■ **Work instructions**:
Locate every line in the records below that contains the word "green", and copy each one.

■ **Data extracts**:
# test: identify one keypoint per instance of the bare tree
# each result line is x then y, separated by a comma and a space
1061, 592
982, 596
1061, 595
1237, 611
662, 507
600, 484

---

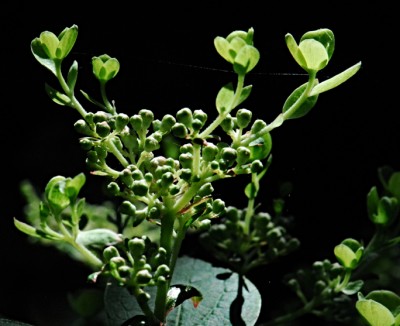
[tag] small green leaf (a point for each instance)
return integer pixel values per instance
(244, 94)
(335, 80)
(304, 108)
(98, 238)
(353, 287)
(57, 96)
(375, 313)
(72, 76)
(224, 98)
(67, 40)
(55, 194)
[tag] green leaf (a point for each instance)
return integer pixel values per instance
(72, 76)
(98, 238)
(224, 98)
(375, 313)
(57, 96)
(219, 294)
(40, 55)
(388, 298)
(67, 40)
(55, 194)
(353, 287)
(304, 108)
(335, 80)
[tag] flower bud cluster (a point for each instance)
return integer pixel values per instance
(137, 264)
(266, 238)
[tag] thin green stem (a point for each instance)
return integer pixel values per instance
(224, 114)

■ **Response area**:
[tag] small green leaf (a point for each instance)
[tag] green leaf (a point for each instance)
[tag] thin green stem (a point for each instance)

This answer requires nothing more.